• To be done:
Every entry must be repeated exactly. Exclude all pictures.

Excerpt from a dataset:
※ ※ ※

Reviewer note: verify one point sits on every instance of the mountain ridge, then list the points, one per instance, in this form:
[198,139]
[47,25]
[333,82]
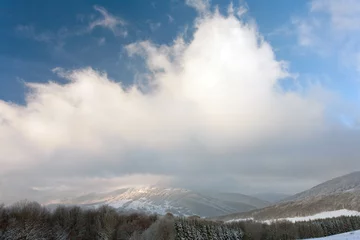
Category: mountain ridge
[160,200]
[338,193]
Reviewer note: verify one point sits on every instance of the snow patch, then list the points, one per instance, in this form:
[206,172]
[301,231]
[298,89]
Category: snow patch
[322,215]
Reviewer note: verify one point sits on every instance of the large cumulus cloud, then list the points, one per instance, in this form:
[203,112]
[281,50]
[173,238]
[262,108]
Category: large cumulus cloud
[211,110]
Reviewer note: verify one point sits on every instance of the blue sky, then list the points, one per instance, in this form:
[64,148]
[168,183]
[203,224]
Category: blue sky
[120,93]
[39,37]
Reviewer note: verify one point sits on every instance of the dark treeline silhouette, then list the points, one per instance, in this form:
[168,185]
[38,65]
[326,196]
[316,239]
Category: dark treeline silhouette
[299,230]
[31,221]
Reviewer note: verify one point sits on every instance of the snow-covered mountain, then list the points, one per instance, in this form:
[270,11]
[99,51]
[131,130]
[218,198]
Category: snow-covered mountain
[349,183]
[336,194]
[158,200]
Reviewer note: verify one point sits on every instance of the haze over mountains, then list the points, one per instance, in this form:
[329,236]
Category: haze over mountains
[336,194]
[181,202]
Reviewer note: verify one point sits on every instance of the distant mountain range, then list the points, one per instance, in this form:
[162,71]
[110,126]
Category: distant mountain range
[181,202]
[336,194]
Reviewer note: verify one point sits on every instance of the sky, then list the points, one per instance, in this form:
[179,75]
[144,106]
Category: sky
[233,96]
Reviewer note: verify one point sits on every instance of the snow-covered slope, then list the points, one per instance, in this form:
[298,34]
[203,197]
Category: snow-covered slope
[158,200]
[322,215]
[355,235]
[336,194]
[349,183]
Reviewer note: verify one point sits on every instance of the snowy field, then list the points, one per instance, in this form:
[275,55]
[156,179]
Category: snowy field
[355,235]
[322,215]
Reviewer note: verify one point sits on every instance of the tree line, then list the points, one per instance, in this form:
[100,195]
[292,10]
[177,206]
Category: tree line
[31,221]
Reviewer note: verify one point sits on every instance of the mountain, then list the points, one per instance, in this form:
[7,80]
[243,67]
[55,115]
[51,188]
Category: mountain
[339,193]
[349,183]
[271,197]
[181,202]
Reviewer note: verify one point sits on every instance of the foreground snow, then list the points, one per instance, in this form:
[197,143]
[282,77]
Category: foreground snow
[322,215]
[344,236]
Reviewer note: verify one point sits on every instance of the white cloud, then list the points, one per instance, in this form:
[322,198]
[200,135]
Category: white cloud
[154,25]
[202,6]
[107,20]
[213,107]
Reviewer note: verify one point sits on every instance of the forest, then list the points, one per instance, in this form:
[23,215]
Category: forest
[30,220]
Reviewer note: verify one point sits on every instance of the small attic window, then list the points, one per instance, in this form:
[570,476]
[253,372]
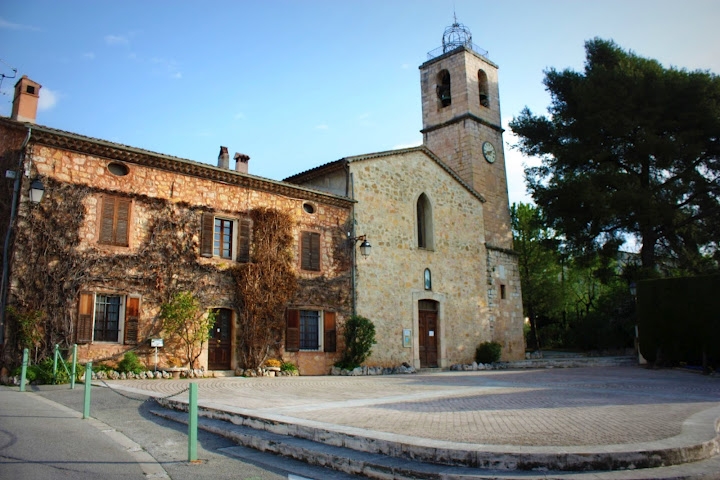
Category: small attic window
[118,169]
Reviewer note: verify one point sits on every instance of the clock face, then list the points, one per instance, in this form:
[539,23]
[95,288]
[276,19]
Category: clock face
[489,152]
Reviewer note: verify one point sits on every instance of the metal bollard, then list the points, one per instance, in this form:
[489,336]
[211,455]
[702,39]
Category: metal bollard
[192,423]
[74,368]
[88,381]
[23,370]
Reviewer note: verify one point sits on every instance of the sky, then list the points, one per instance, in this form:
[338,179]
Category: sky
[297,84]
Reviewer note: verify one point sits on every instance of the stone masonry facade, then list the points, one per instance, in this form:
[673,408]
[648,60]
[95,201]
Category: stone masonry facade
[187,193]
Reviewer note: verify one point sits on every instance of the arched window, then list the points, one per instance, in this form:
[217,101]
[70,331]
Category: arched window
[424,222]
[484,92]
[443,88]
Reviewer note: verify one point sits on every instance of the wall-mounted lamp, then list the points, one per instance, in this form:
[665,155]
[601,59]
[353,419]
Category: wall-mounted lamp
[365,246]
[633,289]
[37,191]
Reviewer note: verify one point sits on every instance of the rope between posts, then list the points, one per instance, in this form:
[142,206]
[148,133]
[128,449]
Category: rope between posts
[150,397]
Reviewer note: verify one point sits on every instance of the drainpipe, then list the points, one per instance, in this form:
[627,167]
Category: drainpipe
[351,236]
[6,248]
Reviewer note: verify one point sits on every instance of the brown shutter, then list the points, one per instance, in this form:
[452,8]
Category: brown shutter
[107,220]
[132,318]
[310,251]
[207,234]
[85,320]
[122,222]
[244,241]
[315,249]
[330,343]
[292,332]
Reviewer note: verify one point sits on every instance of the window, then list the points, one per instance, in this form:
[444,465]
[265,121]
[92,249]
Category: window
[225,238]
[310,251]
[424,222]
[114,221]
[484,92]
[222,241]
[104,317]
[443,88]
[313,330]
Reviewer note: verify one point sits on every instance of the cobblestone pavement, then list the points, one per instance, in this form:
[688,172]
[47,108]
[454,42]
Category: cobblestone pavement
[549,407]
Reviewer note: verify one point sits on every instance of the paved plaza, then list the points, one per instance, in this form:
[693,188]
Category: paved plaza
[586,408]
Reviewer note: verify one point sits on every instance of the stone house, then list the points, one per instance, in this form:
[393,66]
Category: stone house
[119,228]
[128,225]
[443,277]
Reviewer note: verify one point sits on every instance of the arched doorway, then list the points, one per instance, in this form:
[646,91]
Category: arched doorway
[428,333]
[220,342]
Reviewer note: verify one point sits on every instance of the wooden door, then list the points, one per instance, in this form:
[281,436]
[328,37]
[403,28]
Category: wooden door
[220,344]
[428,333]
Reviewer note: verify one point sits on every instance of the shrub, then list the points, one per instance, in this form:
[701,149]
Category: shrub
[288,367]
[488,352]
[359,336]
[273,362]
[130,363]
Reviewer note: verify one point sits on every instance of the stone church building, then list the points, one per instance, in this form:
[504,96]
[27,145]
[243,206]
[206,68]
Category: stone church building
[118,228]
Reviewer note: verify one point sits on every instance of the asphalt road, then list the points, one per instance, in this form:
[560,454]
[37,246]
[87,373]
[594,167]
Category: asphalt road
[43,436]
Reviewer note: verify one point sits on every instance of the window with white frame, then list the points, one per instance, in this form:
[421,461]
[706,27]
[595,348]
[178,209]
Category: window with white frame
[311,330]
[226,238]
[108,317]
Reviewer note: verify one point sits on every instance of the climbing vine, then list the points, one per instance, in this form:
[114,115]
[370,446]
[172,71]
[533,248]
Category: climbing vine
[264,287]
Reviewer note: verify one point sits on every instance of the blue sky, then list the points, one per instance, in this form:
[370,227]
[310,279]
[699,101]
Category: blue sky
[295,84]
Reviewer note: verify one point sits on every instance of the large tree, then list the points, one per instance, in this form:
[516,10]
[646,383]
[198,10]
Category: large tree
[629,148]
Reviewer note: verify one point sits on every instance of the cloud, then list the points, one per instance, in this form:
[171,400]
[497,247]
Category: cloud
[117,39]
[167,65]
[48,99]
[16,26]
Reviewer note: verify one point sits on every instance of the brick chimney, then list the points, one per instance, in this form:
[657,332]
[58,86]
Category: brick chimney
[224,158]
[242,162]
[25,101]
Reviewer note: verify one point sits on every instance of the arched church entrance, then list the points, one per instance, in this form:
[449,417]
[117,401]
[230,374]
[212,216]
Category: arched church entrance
[428,332]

※ ※ ※

• Exercise output:
Reviewer note: verify one point sits on every instance of the mountain ridge, then list the points, one per instance, in this form:
[198,139]
[47,25]
[333,82]
Category: mountain ridge
[160,200]
[338,193]
Reviewer note: verify one point sits on every instance of the snow patch, then list the points, one per instance, in this form:
[206,172]
[301,231]
[298,89]
Category: snow patch
[322,215]
Reviewer note: verify one point sits on every instance of the large cumulus cloud, then list the points, one per instance, in this form:
[203,112]
[281,50]
[173,238]
[262,108]
Category: large cumulus cloud
[211,110]
Reviewer note: verify one point sits on every instance of the blue sky, then list the points, one per instance, in this form:
[64,148]
[168,183]
[203,224]
Category: blue sky
[120,93]
[39,37]
Reviewer note: verify one point sits on every instance of the dark treeline silhouette, then list the points, one per instance, in this form:
[168,185]
[38,65]
[326,196]
[316,239]
Category: dark treeline silhouette
[299,230]
[31,221]
Reviewer note: verify one point sits on every instance of the snow-covered mountain, then list the points, one per instance, in this form:
[270,11]
[99,51]
[131,130]
[218,198]
Category: snow-covered mountain
[349,183]
[336,194]
[158,200]
Reviewer note: verify one point sits on every instance of the haze over mountains, then list the points, one per instance, in this form:
[329,236]
Category: haze over mountains
[336,194]
[181,202]
Reviewer note: verify one point sits on every instance of the distant mountain range, then list the points, one per instance, in this form:
[162,71]
[110,126]
Category: distant mountain range
[181,202]
[336,194]
Reviewer note: verify one point sits on every instance of the sky, then list the points, one per instance, in this form:
[179,75]
[144,106]
Category: sky
[233,96]
Reviewer note: verify one point sits on every instance of the snow-covered slope, then list the points, one per instance, in this form:
[298,34]
[203,197]
Category: snow-covered slope
[158,200]
[322,215]
[355,235]
[336,194]
[349,183]
Reviewer note: verify one point sits on every instance of the snowy field, then list the points, one per instance, in this form:
[275,55]
[156,179]
Category: snowy field
[355,235]
[322,215]
Reviewer note: verify one point sits on every instance of the tree line, then list the points, one per instance, in this form:
[100,195]
[292,10]
[177,206]
Category: tree line
[31,221]
Reviewer note: verify one point sits on every instance of the mountain, then list the points, one per instance, in this form:
[7,80]
[243,67]
[55,115]
[51,188]
Category: mountain
[339,193]
[349,183]
[271,197]
[181,202]
Reviewer note: verify one point sits on every instance of the foreground snow, then list the points, one per instance, in this form:
[197,143]
[282,77]
Category: foreground snow
[322,215]
[344,236]
Reviewer note: verify one point sits on every instance of the white cloud, then list the points, one per instance, in this form:
[322,198]
[200,135]
Category: white cloud
[154,25]
[202,6]
[107,20]
[213,107]
Reviewer note: verify one point sits on every instance of the forest, then list the points, one per instance, in this form:
[23,215]
Category: forest
[30,220]
Reviewer note: verify one point sits on every instance of the small attic window, then list the points, one per instance, in this form:
[570,476]
[253,372]
Category: small attic window
[118,169]
Reviewer note: verify one point sits on every instance of the clock face, then list the points, one per instance, in this form:
[539,23]
[95,288]
[276,19]
Category: clock face
[489,152]
Reviewer note: verify one point sits on every instance of the metal bollard, then list the points, one per instance, in this form:
[489,336]
[211,455]
[702,39]
Category: metal bollard
[192,423]
[74,368]
[88,381]
[23,370]
Reviewer note: verify one point sits on every instance of the sky, then list the points, one per instance, in this form:
[338,179]
Category: sky
[297,84]
Reviewer note: verify one point sits on every instance of the stone masonry facade, then list the points, one per instance, in this form:
[673,408]
[648,60]
[95,201]
Category: stone masonry facade
[187,193]
Reviewer note: verify one point sits on every instance of the arched window, then list the points, one per instance, in this form:
[217,101]
[70,331]
Category: arched window
[424,222]
[484,92]
[443,88]
Reviewer note: verify one point sits on every instance of the wall-mounted lamp, then list the points, one per instance, in this form:
[665,155]
[601,59]
[353,419]
Category: wall-mounted lamp
[365,246]
[633,289]
[37,191]
Reviewer note: verify one point sits on every instance of the rope between posts, then list the points, one per instance, in this form:
[142,206]
[148,133]
[128,449]
Category: rope between posts
[150,397]
Reviewer note: verify one point sits on every instance of the drainpipe, then list the points, one per instance, in this form:
[627,167]
Category: drainpipe
[351,236]
[6,248]
Reviewer note: verify one point sits on every instance of the brown shutter, then list the points, one per instance, in this form:
[452,8]
Category: brown shutter
[107,220]
[132,318]
[310,251]
[207,234]
[85,320]
[122,222]
[244,241]
[315,249]
[330,343]
[292,332]
Reviewer note: verify one point sits on every instance of the window, then list the points, one per instance, in this form:
[444,465]
[265,121]
[92,249]
Category: window
[225,238]
[310,251]
[424,222]
[114,221]
[484,92]
[222,241]
[104,317]
[443,88]
[313,330]
Reviewer note: verify one point sits on every instance of the cobblestone pavement, then list the points, one per instance, in this form:
[688,172]
[47,108]
[454,42]
Category: cobblestone pavement
[549,407]
Reviewer note: verify one point sits on every instance of the paved plaza, then list the points, one per instance, in this form:
[693,188]
Category: paved plaza
[586,408]
Reviewer note: verify one point sits on every instance of the stone house, then list the points, one per instance, in this form:
[393,66]
Category: stone house
[119,228]
[128,225]
[443,277]
Reviewer note: verify one point sits on every instance of the arched doorway, then list the points, one per instance, in this form:
[646,91]
Category: arched doorway
[428,333]
[220,342]
Reviewer note: verify one point sits on every instance of the wooden door, then list the points, one per instance, in this form:
[281,436]
[328,37]
[403,28]
Category: wooden door
[220,344]
[428,333]
Reviewer note: verify one point sits on every instance of the shrub, then list the points, one per instance, in this form:
[701,149]
Category: shrub
[288,367]
[488,352]
[359,336]
[273,362]
[130,363]
Reviewer note: verify one point sits on every instance of the stone church building, then list the points, one per instance, in this form:
[504,96]
[27,145]
[243,206]
[206,68]
Category: stone church building
[118,228]
Reviewer note: verify one point sits on every instance of the asphalt road, then list the points, one per instance, in this form:
[560,454]
[37,246]
[87,373]
[594,167]
Category: asphalt road
[43,436]
Reviewer note: verify one point sits on every instance of the window with white frame, then list the points, one per instance, in this form:
[421,461]
[706,27]
[595,348]
[178,209]
Category: window with white frame
[311,330]
[226,238]
[108,317]
Reviewer note: verify one point sits on every instance of the climbing vine, then list the points, one per instance, in this form:
[114,115]
[370,446]
[172,71]
[533,248]
Category: climbing vine
[264,287]
Reviewer note: verify one point sits on every instance of the blue sky, then list the points, one per instance, in this form:
[370,227]
[310,279]
[699,101]
Category: blue sky
[295,84]
Reviewer note: verify one point sits on every instance of the large tree, then list the points, one per instance, in this form:
[516,10]
[646,383]
[198,10]
Category: large tree
[629,148]
Reviewer note: verify one point sits on every instance of the cloud, then list the points, one per instance, in this form:
[171,400]
[497,247]
Category: cloud
[117,39]
[167,65]
[48,99]
[16,26]
Reviewer note: verify one point sits on every instance of the brick chimney, then list the points, one per instance, in this form:
[657,332]
[58,86]
Category: brick chimney
[224,158]
[242,162]
[25,101]
Reviewer note: verify one point sits on every instance of the arched church entrance, then list the points, one per instance, in this form:
[449,417]
[117,401]
[230,374]
[212,216]
Category: arched church entrance
[428,332]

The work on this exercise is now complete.